Records from a dataset
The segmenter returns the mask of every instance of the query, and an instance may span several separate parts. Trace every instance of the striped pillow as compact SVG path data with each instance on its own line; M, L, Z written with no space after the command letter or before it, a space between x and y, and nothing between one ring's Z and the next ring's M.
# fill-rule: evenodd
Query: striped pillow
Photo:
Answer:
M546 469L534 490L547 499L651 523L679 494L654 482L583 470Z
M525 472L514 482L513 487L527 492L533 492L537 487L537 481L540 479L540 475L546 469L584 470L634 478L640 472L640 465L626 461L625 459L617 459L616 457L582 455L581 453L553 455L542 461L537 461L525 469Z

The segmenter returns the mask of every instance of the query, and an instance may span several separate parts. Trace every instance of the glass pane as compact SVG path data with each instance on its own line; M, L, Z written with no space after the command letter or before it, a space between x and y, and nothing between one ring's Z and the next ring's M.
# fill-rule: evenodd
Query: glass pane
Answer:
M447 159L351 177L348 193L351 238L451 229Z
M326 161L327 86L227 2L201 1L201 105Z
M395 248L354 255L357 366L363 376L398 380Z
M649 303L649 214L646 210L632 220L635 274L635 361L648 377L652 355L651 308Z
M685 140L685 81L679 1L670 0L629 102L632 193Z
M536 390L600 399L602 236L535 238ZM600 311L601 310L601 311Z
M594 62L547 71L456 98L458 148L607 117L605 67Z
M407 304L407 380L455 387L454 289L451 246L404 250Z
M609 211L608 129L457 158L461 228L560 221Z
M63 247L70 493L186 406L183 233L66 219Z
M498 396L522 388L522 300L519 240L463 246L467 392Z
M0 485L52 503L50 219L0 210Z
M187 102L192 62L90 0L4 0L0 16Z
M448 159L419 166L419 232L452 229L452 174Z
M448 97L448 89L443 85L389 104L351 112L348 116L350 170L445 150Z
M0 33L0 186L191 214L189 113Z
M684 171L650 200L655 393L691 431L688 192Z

#### TASK INSTRUCTIONS
Copy out the data above, word for word.

#### ANSWER TO THIS EXERCISE
The segmenter returns the mask of every instance of the query, and an instance may span several separate parts. Trace every instance of the striped pillow as compact SVG path data with each instance on its own line; M, L, Z written with no space after the command letter or before it, a space between x and y, and nothing between one ring's Z and the next ring's M.
# fill-rule: evenodd
Query: striped pillow
Photo:
Answer:
M546 469L534 490L547 499L651 523L679 494L654 482L583 470Z
M525 472L514 482L513 487L527 492L533 492L537 487L537 481L540 479L540 475L546 469L584 470L634 478L640 472L640 465L626 461L625 459L617 459L616 457L582 455L581 453L553 455L542 461L537 461L525 469Z

The segmenter returns the mask of every instance of the query, and an instance may span several separate parts. Trace every instance of the glass pane as compact SVG path data with each instance on its own line; M, L, Z written with no space after the command letter or before it, a space between x and y, and nothing between one ring's Z and the next ring's M.
# fill-rule: evenodd
Query: glass pane
Answer:
M447 159L351 177L348 193L351 238L451 229Z
M326 161L327 86L227 2L201 1L201 105Z
M395 248L354 255L357 366L363 376L398 380Z
M649 303L649 214L646 210L632 220L635 274L635 361L648 377L652 355L651 308Z
M685 140L685 81L679 1L670 0L629 102L632 193Z
M536 390L600 399L602 236L535 238ZM600 311L601 310L601 311Z
M594 62L547 71L456 98L458 148L607 117L605 67Z
M407 304L407 380L455 387L454 289L451 246L404 250Z
M609 211L608 129L457 158L461 228L560 221Z
M63 247L70 493L186 406L183 233L66 219Z
M498 396L522 388L522 300L519 240L463 246L467 392Z
M0 485L52 503L50 219L0 210Z
M187 102L192 62L90 0L4 0L0 16Z
M448 159L419 166L419 232L452 229L452 174Z
M448 97L448 89L443 85L389 104L351 112L348 116L350 170L445 150Z
M0 33L0 186L191 214L189 113Z
M684 171L650 200L655 393L691 431L688 192Z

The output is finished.